Required work: Among the lines below, some may hold the word "face"; state how many do, giving only the number.

Data listing section start

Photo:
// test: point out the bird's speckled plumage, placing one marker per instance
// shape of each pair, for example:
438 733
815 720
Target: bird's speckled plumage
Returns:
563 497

Data listing section end
Data listing section start

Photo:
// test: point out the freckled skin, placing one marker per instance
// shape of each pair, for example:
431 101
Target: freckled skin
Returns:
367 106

Data listing section end
Data listing section start

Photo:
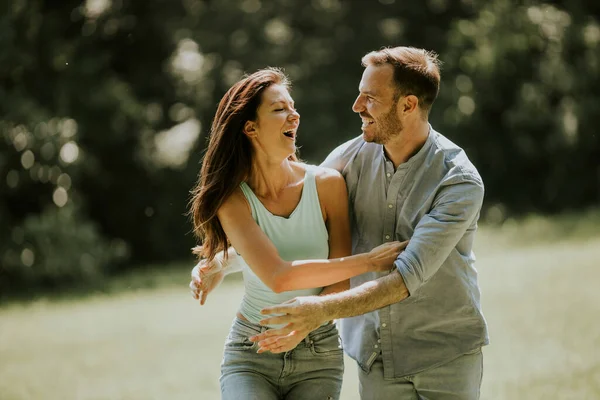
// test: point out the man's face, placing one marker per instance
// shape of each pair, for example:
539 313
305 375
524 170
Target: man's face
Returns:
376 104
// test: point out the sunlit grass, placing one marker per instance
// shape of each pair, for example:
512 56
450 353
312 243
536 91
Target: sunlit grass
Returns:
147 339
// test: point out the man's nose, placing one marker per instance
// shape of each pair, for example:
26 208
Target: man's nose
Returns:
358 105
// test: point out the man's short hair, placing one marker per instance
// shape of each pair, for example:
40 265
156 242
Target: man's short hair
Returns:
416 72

Data listing section end

Output for this task: 2